▶ _Written exercise_: Write out the whole listing again, exactly.

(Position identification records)
========================================================================
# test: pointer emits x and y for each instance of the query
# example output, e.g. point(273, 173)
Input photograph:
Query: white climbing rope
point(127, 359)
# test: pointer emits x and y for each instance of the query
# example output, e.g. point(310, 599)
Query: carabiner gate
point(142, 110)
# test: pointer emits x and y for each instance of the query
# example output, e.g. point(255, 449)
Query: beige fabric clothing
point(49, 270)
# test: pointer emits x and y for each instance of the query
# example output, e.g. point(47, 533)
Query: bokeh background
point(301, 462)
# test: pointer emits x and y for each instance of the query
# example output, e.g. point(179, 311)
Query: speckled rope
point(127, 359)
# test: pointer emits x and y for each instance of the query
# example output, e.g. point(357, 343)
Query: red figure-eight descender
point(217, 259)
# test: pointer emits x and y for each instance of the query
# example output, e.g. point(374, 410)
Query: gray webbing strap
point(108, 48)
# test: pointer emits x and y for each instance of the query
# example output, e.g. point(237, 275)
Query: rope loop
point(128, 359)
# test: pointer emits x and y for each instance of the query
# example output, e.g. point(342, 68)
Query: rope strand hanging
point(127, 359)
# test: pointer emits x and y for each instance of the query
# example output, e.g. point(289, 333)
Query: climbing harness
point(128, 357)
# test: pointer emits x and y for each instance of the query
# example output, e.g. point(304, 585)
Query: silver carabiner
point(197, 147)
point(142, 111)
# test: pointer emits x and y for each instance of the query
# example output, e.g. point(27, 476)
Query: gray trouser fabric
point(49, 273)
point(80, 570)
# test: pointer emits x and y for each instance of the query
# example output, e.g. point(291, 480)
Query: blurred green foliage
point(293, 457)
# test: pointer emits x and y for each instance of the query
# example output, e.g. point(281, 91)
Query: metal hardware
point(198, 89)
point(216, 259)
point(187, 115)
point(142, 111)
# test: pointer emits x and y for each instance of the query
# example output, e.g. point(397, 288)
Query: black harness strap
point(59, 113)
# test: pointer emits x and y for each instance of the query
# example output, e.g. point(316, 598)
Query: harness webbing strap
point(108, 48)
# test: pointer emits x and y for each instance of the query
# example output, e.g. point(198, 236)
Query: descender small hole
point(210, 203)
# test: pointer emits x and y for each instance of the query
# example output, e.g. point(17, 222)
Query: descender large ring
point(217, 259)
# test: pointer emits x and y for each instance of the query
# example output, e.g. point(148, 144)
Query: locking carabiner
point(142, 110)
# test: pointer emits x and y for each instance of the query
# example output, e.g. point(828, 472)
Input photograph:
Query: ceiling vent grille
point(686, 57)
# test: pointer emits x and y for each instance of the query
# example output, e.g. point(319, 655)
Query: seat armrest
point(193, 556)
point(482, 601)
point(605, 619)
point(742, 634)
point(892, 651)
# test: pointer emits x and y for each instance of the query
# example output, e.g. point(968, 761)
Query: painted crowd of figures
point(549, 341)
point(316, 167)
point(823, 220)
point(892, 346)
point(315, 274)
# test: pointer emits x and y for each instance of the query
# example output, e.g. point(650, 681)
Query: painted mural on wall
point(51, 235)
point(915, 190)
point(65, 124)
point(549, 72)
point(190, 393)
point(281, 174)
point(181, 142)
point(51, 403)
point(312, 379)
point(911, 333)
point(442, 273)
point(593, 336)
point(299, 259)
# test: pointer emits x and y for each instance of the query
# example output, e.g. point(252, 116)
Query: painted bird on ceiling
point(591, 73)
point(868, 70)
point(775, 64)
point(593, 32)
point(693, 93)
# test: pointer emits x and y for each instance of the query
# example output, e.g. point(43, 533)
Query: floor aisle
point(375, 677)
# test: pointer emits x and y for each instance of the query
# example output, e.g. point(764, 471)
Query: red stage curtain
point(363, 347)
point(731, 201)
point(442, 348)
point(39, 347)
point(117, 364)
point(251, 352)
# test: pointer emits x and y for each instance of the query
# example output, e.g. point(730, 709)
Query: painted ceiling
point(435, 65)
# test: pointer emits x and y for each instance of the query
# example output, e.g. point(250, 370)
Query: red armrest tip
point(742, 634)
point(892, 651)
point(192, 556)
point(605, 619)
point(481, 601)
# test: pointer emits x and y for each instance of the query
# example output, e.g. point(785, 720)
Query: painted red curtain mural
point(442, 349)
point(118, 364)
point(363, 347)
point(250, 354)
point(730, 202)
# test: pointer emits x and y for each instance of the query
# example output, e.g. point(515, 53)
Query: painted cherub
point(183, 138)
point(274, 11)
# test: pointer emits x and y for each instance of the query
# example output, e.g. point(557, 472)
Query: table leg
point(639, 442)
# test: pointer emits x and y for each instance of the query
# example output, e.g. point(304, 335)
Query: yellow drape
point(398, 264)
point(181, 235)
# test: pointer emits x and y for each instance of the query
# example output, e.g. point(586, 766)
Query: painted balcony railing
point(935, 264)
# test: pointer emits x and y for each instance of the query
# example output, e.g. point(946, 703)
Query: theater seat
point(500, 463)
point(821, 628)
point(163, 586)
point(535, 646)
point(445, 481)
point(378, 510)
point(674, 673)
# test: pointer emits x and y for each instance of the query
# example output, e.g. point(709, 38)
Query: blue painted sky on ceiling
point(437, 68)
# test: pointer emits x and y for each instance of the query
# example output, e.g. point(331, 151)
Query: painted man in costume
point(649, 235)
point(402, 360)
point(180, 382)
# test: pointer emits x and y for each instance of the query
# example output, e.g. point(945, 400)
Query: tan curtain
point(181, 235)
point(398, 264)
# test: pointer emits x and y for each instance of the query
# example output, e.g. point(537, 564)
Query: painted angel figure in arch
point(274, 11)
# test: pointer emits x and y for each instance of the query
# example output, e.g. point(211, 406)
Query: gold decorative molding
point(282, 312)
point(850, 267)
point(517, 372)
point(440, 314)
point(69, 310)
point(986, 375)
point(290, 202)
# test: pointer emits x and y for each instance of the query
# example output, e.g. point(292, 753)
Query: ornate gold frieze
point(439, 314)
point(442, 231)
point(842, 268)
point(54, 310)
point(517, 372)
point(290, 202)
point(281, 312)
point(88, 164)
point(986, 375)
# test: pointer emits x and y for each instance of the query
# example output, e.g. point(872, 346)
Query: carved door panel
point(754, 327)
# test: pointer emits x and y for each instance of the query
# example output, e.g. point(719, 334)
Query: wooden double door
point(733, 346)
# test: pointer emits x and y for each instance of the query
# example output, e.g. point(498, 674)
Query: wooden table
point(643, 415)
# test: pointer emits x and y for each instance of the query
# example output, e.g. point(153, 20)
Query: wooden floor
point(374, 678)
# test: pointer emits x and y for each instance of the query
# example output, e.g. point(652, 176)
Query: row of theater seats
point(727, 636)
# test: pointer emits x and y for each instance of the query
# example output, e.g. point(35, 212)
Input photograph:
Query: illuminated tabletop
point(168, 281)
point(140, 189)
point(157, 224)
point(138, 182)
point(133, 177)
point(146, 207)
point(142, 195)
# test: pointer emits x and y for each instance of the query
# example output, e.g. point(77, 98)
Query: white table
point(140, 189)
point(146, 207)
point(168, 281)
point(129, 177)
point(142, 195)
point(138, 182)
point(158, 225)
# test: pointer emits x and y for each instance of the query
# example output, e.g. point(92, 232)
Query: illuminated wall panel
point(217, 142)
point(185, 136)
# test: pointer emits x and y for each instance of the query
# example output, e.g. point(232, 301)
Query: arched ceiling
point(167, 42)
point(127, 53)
========================================================================
▶ _The reply_:
# test: pointer emits x and y for each instance of the query
# example output, e.g. point(273, 173)
Input photograph:
Query: white climbing rope
point(127, 359)
# test: pointer emits x and y for each instance of the query
# example output, e.g. point(310, 599)
Query: carabiner gate
point(142, 110)
# test: pointer emits x and y for each instance of the query
# example output, e.g. point(255, 449)
Query: beige fabric clothing
point(49, 270)
# test: pointer emits x and y for each instance of the query
# example output, e.g. point(47, 533)
Query: bokeh background
point(301, 462)
# test: pointer emits x and y for each instance of the query
# example output, e.g. point(179, 311)
Query: speckled rope
point(127, 359)
# test: pointer emits x and y for each instance of the query
# example output, e.g. point(357, 343)
Query: red figure-eight descender
point(217, 259)
# test: pointer emits x and y for each instance of the query
# example output, e.g. point(374, 410)
Query: gray webbing strap
point(108, 48)
# test: pointer emits x and y for each instance of the query
# example output, e.g. point(237, 275)
Query: rope loop
point(128, 359)
# test: pointer emits x and y for each instance of the query
# example output, e.g. point(342, 68)
Query: rope strand hanging
point(127, 359)
# test: pointer emits x and y for each instance of the query
# example output, e.g. point(289, 333)
Query: climbing harness
point(128, 357)
# test: pointer emits x and y for each instance of the query
# example output, e.g. point(304, 585)
Query: silver carabiner
point(197, 147)
point(142, 111)
# test: pointer emits x and y for each instance of the query
# example output, e.g. point(27, 476)
Query: gray trouser fabric
point(49, 273)
point(80, 570)
# test: pointer emits x and y for each instance of the query
# example output, e.g. point(291, 480)
Query: blurred green foliage
point(293, 457)
# test: pointer emits x and y for each instance of the query
# example output, e.g. point(281, 91)
Query: metal hardware
point(198, 89)
point(216, 259)
point(187, 115)
point(142, 111)
# test: pointer emits x and y for each instance of the query
# example output, e.g. point(397, 288)
Query: black harness strap
point(59, 113)
# test: pointer emits x and y for each instance of the query
# example output, e.g. point(316, 598)
Query: harness webbing strap
point(108, 48)
# test: pointer emits x and y for each instance of the query
# example output, e.g. point(198, 236)
Query: descender small hole
point(210, 203)
# test: pointer emits x and y for each instance of the query
# example output, e.g. point(17, 222)
Query: descender large ring
point(217, 259)
# test: pointer emits x and y for each instance of the query
# example output, e.g. point(148, 144)
Query: locking carabiner
point(142, 110)
# test: pointer emits x and y for each instance of the query
# example output, e.g. point(828, 472)
Input photograph:
Query: ceiling vent grille
point(686, 57)
# test: pointer emits x and y for each instance of the query
# example output, e.g. point(319, 655)
Query: seat armrest
point(193, 556)
point(482, 601)
point(605, 619)
point(742, 634)
point(892, 651)
# test: pointer emits x and y for each instance of the query
# example output, e.g. point(968, 761)
Query: painted crowd of figures
point(549, 341)
point(316, 167)
point(823, 220)
point(892, 346)
point(315, 274)
# test: pointer emits x and y for each instance of the query
# example output, e.g. point(650, 681)
Query: painted mural on wall
point(51, 235)
point(915, 190)
point(65, 124)
point(549, 72)
point(190, 393)
point(281, 174)
point(181, 142)
point(51, 403)
point(312, 379)
point(911, 333)
point(442, 273)
point(593, 336)
point(299, 259)
# test: pointer emits x and y for each instance of the query
# example output, e.g. point(252, 116)
Query: painted bird on ceiling
point(591, 73)
point(868, 70)
point(775, 64)
point(593, 32)
point(693, 93)
# test: pointer emits x and y for each instance of the query
# example output, e.g. point(43, 533)
Query: floor aisle
point(375, 677)
# test: pointer emits x and y for each instance of the query
# example output, e.g. point(764, 471)
Query: red stage curtain
point(363, 347)
point(731, 201)
point(442, 348)
point(39, 347)
point(117, 364)
point(251, 352)
# test: pointer emits x and y for each instance of the query
# example output, e.g. point(730, 709)
Query: painted ceiling
point(435, 65)
# test: pointer emits x and y for each instance of the query
# example output, e.g. point(250, 370)
Query: red armrest tip
point(742, 634)
point(892, 651)
point(192, 556)
point(605, 619)
point(481, 601)
# test: pointer emits x and y for each instance of the query
# example output, e.g. point(785, 720)
Query: painted red curtain mural
point(442, 349)
point(118, 364)
point(363, 347)
point(250, 354)
point(730, 202)
# test: pointer emits x and y for each instance of the query
# example output, e.g. point(515, 53)
Query: painted cherub
point(183, 138)
point(274, 11)
# test: pointer emits x and y for each instance of the query
# example output, e.g. point(557, 472)
Query: table leg
point(639, 442)
# test: pointer emits x and y for each instance of the query
# example output, e.g. point(304, 335)
Query: yellow drape
point(398, 264)
point(181, 235)
# test: pointer emits x and y for each instance of the query
# example output, e.g. point(586, 766)
Query: painted balcony railing
point(935, 264)
# test: pointer emits x and y for each instance of the query
# example output, e.g. point(946, 703)
Query: theater seat
point(500, 463)
point(821, 628)
point(163, 586)
point(535, 646)
point(445, 481)
point(378, 510)
point(674, 673)
# test: pointer emits x and y for each instance of the query
# example output, e.g. point(709, 38)
Query: blue painted sky on ceiling
point(437, 68)
# test: pointer emits x and y for each instance of the query
# example output, e.g. point(331, 151)
Query: painted man in costume
point(649, 235)
point(402, 360)
point(180, 382)
# test: pointer emits x and y for each instance of the query
# example output, e.g. point(945, 400)
Query: tan curtain
point(181, 235)
point(398, 264)
# test: pointer emits x and y for each instance of the query
# example output, e.g. point(537, 564)
Query: painted angel figure in arch
point(274, 11)
# test: pointer emits x and y for each instance of the query
# example output, e.g. point(211, 406)
Query: gold decorative molding
point(282, 312)
point(850, 267)
point(517, 372)
point(440, 314)
point(69, 310)
point(986, 375)
point(290, 202)
# test: pointer emits x and y for each instance of the query
# example output, e.g. point(292, 753)
Query: ornate gold frieze
point(439, 314)
point(442, 231)
point(842, 268)
point(54, 310)
point(517, 372)
point(290, 202)
point(281, 312)
point(88, 164)
point(986, 375)
# test: pointer emits x and y for each instance of the query
# example output, e.g. point(872, 346)
Query: carved door panel
point(754, 327)
# test: pointer emits x and y for each instance of the query
# example output, e.g. point(719, 334)
Query: wooden double door
point(733, 346)
# test: pointer emits x and y for each instance of the query
# example output, e.g. point(498, 674)
Query: wooden table
point(643, 415)
# test: pointer emits x and y for each instance of the query
# example output, e.g. point(153, 20)
Query: wooden floor
point(374, 678)
# test: pointer emits x and y for each instance of the query
# example output, e.g. point(652, 176)
Query: row of theater seats
point(727, 636)
# test: pointer emits x and y for each instance of the query
# example output, e.g. point(35, 212)
Input photograph:
Query: illuminated tabletop
point(168, 281)
point(140, 189)
point(157, 224)
point(138, 182)
point(133, 177)
point(146, 207)
point(142, 195)
# test: pointer emits x and y for each instance of the query
# example output, e.g. point(77, 98)
Query: white table
point(140, 189)
point(146, 207)
point(168, 281)
point(129, 177)
point(142, 195)
point(138, 182)
point(158, 225)
# test: pointer emits x and y for each instance of the query
# example output, e.g. point(92, 232)
Query: illuminated wall panel
point(217, 142)
point(185, 136)
# test: pointer emits x and y for each instance of the query
# example output, e.g. point(232, 301)
Query: arched ceiling
point(167, 42)
point(127, 53)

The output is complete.